Dataset entries
[Start of Attachment]

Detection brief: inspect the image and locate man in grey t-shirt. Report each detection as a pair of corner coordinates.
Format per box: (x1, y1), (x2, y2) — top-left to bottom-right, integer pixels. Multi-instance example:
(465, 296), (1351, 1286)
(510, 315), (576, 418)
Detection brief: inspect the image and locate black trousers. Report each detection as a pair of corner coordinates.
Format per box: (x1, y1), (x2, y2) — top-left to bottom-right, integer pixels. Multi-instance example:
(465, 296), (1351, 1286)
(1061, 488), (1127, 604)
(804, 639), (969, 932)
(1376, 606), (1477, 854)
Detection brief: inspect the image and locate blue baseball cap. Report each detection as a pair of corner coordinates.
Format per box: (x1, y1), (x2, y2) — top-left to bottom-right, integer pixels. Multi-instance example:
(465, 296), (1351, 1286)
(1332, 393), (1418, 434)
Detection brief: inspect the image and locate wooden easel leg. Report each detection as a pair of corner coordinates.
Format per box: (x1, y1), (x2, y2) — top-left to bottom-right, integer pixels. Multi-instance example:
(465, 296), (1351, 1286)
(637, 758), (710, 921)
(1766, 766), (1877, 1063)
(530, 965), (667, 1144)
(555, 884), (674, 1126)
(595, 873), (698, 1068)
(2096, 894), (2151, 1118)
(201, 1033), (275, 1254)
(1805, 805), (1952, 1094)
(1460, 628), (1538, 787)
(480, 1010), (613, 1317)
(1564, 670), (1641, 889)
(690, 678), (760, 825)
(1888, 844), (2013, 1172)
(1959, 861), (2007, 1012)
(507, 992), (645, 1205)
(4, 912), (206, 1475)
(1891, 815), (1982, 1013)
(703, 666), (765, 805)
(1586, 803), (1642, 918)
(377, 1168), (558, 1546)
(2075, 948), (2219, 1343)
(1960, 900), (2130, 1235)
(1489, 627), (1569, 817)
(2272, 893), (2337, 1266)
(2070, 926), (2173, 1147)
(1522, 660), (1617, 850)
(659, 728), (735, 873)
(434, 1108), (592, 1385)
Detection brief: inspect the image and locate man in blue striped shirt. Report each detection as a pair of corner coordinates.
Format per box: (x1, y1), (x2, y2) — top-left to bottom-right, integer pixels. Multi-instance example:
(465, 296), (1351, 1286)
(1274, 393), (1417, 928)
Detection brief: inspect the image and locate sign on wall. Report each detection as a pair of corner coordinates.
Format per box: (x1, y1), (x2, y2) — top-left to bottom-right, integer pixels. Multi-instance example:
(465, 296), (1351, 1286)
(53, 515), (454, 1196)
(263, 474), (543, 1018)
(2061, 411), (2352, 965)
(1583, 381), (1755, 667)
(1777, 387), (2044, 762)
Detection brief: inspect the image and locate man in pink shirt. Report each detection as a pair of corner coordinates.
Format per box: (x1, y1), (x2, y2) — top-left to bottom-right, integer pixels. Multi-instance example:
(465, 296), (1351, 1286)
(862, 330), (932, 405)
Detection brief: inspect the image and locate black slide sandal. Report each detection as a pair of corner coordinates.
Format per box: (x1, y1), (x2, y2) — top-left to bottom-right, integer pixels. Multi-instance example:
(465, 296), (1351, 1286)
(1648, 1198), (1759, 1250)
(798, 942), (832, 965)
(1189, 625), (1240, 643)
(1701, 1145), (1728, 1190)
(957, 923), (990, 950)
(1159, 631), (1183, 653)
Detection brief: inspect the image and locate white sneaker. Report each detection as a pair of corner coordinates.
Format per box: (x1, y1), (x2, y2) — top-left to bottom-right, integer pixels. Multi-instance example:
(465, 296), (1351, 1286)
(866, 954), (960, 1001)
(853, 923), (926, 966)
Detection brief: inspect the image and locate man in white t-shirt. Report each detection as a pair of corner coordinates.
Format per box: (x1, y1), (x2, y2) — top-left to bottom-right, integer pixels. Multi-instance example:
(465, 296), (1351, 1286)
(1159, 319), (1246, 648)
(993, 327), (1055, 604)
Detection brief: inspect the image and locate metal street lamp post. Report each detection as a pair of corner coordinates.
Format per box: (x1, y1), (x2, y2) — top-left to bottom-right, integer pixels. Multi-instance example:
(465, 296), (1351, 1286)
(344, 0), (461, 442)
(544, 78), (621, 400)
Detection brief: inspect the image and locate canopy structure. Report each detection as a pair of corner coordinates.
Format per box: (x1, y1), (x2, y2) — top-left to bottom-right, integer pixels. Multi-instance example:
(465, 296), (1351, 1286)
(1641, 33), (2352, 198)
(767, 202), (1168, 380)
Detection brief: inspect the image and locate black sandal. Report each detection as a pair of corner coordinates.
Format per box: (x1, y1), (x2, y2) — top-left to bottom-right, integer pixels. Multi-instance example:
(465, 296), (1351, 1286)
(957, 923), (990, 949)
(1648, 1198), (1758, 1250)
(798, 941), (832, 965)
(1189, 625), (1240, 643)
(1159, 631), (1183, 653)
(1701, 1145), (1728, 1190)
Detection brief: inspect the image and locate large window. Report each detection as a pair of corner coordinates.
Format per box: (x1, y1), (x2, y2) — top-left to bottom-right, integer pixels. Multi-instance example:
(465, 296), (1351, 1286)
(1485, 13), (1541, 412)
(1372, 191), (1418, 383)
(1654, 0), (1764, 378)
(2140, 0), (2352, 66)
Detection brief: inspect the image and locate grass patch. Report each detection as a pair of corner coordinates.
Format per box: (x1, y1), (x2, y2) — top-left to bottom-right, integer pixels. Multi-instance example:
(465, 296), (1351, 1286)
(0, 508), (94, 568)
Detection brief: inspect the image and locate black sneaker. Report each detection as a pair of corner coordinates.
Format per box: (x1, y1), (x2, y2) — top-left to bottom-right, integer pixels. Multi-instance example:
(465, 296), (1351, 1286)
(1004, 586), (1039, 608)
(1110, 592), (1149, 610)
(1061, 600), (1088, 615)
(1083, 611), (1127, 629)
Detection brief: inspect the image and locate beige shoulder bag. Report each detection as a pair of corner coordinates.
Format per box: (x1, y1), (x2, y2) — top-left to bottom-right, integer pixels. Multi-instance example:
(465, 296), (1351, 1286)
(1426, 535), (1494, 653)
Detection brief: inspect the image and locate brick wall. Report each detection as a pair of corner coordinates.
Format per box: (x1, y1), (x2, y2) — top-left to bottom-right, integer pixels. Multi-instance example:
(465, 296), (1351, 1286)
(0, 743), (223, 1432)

[End of Attachment]

Try it. List the lines of the records where "sneaker" occurs.

Solution for this problem.
Detection brief: inspect the image and locate white sneaker. Report each detection as a pair of corner coordinates.
Detection brief: inspect the image and locate black sneaker. Report each detection as a pair of corner coordinates.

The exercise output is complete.